- What is needed
Within these records, how many lines hold "dark"? Give the number alone.

(Collected data entries)

____

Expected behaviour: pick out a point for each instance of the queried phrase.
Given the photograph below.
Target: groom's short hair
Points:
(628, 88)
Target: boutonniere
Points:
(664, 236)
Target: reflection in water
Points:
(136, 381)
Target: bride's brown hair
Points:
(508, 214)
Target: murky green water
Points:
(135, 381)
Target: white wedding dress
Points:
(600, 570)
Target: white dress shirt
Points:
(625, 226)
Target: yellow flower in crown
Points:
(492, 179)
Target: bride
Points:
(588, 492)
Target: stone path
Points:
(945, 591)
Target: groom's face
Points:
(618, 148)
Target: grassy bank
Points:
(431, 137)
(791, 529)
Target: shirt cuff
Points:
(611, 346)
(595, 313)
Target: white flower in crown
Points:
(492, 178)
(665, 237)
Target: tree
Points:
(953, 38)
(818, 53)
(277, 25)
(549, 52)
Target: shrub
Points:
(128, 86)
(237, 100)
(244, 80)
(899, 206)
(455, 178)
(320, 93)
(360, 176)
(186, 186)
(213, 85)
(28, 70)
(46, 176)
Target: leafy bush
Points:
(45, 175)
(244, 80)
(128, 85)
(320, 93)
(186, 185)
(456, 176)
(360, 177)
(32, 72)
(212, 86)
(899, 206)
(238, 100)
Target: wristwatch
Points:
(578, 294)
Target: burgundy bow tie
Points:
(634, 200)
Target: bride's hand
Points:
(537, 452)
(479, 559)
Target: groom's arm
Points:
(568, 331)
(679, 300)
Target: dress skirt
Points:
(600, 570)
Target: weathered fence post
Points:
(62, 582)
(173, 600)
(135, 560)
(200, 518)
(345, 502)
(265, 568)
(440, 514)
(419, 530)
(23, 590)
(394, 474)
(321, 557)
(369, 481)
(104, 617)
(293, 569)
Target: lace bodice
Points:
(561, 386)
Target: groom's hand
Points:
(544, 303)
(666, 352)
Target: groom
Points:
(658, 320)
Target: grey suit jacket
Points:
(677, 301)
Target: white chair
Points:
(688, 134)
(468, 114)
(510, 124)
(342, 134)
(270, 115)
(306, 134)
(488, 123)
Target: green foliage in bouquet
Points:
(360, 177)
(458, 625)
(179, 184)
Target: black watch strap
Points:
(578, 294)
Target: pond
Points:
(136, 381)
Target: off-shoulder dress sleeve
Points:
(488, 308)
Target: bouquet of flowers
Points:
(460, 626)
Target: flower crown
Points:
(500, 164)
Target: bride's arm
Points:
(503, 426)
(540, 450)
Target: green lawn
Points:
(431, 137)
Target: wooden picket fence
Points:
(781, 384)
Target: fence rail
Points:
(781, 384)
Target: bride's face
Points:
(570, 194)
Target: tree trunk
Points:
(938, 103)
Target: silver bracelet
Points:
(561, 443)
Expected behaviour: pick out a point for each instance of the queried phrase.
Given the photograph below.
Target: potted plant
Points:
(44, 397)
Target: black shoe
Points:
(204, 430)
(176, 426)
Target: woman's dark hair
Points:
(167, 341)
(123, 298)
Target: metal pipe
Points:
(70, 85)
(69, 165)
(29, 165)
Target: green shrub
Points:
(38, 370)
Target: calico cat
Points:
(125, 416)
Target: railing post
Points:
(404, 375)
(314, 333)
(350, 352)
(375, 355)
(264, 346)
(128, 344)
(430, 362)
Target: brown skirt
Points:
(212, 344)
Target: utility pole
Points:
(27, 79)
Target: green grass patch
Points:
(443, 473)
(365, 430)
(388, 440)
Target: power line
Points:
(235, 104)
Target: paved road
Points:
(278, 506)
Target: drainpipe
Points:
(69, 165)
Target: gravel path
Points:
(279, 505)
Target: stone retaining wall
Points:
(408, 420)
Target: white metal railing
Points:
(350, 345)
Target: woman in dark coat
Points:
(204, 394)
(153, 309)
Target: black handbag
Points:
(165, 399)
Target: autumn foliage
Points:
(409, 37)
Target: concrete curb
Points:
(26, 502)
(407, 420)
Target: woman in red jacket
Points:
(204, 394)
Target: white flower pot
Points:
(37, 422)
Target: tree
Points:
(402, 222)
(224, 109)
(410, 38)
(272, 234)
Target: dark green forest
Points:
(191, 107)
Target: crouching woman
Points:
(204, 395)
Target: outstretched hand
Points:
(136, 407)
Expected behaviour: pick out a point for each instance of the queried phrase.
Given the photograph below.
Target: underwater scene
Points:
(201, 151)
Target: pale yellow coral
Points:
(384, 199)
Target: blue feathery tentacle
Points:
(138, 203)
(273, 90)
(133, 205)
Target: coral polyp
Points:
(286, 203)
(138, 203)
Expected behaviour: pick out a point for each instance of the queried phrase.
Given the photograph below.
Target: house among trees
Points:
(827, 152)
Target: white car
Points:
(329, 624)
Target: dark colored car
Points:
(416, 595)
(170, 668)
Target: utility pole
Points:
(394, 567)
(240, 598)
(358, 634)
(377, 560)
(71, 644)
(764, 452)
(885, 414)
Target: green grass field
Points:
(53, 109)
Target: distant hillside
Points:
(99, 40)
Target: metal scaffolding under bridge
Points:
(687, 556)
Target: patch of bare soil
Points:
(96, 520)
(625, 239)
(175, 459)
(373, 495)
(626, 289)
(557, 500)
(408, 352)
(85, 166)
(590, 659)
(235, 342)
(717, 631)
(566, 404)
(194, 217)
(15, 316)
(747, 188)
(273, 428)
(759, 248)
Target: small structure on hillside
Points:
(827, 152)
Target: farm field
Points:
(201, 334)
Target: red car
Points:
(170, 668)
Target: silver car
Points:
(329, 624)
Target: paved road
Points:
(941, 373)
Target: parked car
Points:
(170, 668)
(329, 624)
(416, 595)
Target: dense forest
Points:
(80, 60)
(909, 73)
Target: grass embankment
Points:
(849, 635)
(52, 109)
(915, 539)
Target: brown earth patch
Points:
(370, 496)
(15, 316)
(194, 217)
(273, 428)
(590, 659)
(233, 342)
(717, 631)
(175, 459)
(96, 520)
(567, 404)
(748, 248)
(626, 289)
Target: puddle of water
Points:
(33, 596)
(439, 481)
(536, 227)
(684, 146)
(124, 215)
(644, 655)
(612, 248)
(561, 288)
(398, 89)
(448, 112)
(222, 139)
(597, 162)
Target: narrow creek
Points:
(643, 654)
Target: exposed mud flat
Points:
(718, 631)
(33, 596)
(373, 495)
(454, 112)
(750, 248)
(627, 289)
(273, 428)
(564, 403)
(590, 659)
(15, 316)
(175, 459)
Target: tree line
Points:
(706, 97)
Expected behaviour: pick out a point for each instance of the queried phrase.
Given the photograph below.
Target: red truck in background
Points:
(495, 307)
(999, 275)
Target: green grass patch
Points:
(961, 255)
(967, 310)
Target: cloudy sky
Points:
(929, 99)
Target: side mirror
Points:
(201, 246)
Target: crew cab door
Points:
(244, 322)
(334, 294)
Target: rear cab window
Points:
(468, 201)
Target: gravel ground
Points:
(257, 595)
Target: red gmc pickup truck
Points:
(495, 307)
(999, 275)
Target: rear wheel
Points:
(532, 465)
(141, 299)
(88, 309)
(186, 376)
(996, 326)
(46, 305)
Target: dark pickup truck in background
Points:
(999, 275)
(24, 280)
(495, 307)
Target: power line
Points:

____

- Problem solution
5